[begin Selected passage]
Amid the sadness following the death of Umberto Eco, it is dispiriting to find that so many obituary writers are not clear on what he actually did.
Certainly Eco is recognised as a major novelist, despite his subsequent novels never matching the success of his first, The Name of the Rose. He has also been feted as a philosopher, a historian and one of a dying breed of public intellectuals. Yet it is his underpinning role as a professor of semiotics that has proved most troublesome for the popular press to assess.
The problem is that many are not quite sure what semiotics is. The New York Times obituary refers to it as an “arcane field”. The Scotsman refers to “the esoteric theory of semiotics”, while The Washington Post has it that semiotics is “the study of signs, symbols and hidden messages” which, when coupled with the reporting of Eco’s specialism in the history of the Middle Ages, makes him seem like a character in a Dan Brown novel.
[end Selected passage]
## [Task set]
a) Copy the passage from the piece on Umberto Eco's obituaries above word for word, from "Amid the sadness" to "press to assess.".
b) Answer these questions using the piece on Umberto Eco's obituaries above:
(i) Which of Eco's novels is named as his most successful?
(ii) Which of Eco's roles has the popular press found most troublesome to assess?
(iii) How does The New York Times obituary refer to semiotics?
[begin Supplied data]
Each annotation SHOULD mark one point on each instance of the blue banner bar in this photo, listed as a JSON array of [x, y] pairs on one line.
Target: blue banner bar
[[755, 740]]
[end Supplied data]
## [Solutions per task]
a)
Amid the sadness following the death of Umberto Eco, it is dispiriting to find that so many obituary writers are not clear on what he actually did.
Certainly Eco is recognised as a major novelist, despite his subsequent novels never matching the success of his first, The Name of the Rose. He has also been feted as a philosopher, a historian and one of a dying breed of public intellectuals. Yet it is his underpinning role as a professor of semiotics that has proved most troublesome for the popular press to assess.

b)
(i) The Name of the Rose
(ii) His role as a professor of semiotics
(iii) As an "arcane field"